→ **Problem to solve**
Please print every record below exactly as it appears.

→ **Provided entries**
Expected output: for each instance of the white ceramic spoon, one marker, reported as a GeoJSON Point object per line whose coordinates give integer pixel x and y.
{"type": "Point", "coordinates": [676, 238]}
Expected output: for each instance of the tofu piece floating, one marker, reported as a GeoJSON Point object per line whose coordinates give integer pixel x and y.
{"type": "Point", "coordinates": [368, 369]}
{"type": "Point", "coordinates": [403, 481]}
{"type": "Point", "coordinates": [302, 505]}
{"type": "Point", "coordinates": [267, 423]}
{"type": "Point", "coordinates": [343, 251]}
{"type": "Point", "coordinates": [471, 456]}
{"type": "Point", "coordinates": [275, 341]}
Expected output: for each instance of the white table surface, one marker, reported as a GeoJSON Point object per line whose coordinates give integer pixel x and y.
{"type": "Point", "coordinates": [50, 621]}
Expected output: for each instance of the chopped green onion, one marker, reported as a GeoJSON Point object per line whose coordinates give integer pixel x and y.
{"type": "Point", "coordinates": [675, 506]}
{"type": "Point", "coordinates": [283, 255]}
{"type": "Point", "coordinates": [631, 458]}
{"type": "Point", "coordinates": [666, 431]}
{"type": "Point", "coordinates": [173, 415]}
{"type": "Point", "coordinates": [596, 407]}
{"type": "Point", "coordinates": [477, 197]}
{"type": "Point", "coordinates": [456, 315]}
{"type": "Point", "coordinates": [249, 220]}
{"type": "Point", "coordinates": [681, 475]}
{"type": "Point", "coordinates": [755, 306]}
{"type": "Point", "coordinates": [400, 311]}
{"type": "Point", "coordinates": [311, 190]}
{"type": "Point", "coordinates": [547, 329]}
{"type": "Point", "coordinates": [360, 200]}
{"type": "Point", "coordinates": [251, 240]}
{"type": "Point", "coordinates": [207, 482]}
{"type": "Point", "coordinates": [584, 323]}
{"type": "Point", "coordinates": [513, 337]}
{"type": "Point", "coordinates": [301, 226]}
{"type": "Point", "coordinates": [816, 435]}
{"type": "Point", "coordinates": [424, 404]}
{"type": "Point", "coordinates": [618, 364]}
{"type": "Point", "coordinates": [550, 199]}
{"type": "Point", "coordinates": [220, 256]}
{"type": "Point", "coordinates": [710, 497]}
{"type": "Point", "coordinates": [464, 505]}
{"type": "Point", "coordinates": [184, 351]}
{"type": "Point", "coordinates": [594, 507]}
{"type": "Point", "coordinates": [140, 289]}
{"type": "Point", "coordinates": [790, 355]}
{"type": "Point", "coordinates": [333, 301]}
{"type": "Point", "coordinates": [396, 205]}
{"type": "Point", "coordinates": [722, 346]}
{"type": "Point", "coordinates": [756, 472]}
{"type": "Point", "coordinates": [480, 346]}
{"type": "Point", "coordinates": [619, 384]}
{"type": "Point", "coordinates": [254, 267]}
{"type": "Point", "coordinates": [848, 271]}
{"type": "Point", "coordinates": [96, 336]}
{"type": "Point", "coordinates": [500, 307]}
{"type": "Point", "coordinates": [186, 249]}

→ **Finished answer**
Expected output: for each instance of the white ceramic spoon, one marker, reported as a GeoJSON Point object per line whose coordinates give integer pixel x and y.
{"type": "Point", "coordinates": [676, 238]}
Expected output: for each instance of the tofu piece floating, one marker, reported as a GeoJSON Point object per line whose coordinates give integer pixel x and y.
{"type": "Point", "coordinates": [368, 369]}
{"type": "Point", "coordinates": [403, 481]}
{"type": "Point", "coordinates": [302, 505]}
{"type": "Point", "coordinates": [267, 423]}
{"type": "Point", "coordinates": [343, 251]}
{"type": "Point", "coordinates": [471, 456]}
{"type": "Point", "coordinates": [275, 341]}
Expected output: for each instance of the white table surface, one marker, reported as a GeoJSON Point object per line whose coordinates give integer pixel x and y.
{"type": "Point", "coordinates": [50, 621]}
Expected output: for each instance of the chopped green onion, one marker, reported as a GeoJSON Point object per line whose coordinates give integer pixel x and y.
{"type": "Point", "coordinates": [675, 506]}
{"type": "Point", "coordinates": [283, 255]}
{"type": "Point", "coordinates": [631, 458]}
{"type": "Point", "coordinates": [666, 431]}
{"type": "Point", "coordinates": [173, 415]}
{"type": "Point", "coordinates": [596, 407]}
{"type": "Point", "coordinates": [477, 197]}
{"type": "Point", "coordinates": [456, 315]}
{"type": "Point", "coordinates": [249, 220]}
{"type": "Point", "coordinates": [681, 475]}
{"type": "Point", "coordinates": [755, 306]}
{"type": "Point", "coordinates": [400, 311]}
{"type": "Point", "coordinates": [311, 190]}
{"type": "Point", "coordinates": [547, 329]}
{"type": "Point", "coordinates": [360, 200]}
{"type": "Point", "coordinates": [251, 240]}
{"type": "Point", "coordinates": [207, 482]}
{"type": "Point", "coordinates": [584, 323]}
{"type": "Point", "coordinates": [513, 337]}
{"type": "Point", "coordinates": [301, 226]}
{"type": "Point", "coordinates": [816, 435]}
{"type": "Point", "coordinates": [424, 404]}
{"type": "Point", "coordinates": [618, 364]}
{"type": "Point", "coordinates": [550, 199]}
{"type": "Point", "coordinates": [220, 256]}
{"type": "Point", "coordinates": [710, 497]}
{"type": "Point", "coordinates": [464, 505]}
{"type": "Point", "coordinates": [184, 351]}
{"type": "Point", "coordinates": [594, 507]}
{"type": "Point", "coordinates": [140, 289]}
{"type": "Point", "coordinates": [790, 355]}
{"type": "Point", "coordinates": [333, 301]}
{"type": "Point", "coordinates": [396, 205]}
{"type": "Point", "coordinates": [722, 346]}
{"type": "Point", "coordinates": [756, 472]}
{"type": "Point", "coordinates": [480, 346]}
{"type": "Point", "coordinates": [619, 384]}
{"type": "Point", "coordinates": [254, 267]}
{"type": "Point", "coordinates": [848, 271]}
{"type": "Point", "coordinates": [96, 336]}
{"type": "Point", "coordinates": [500, 307]}
{"type": "Point", "coordinates": [186, 249]}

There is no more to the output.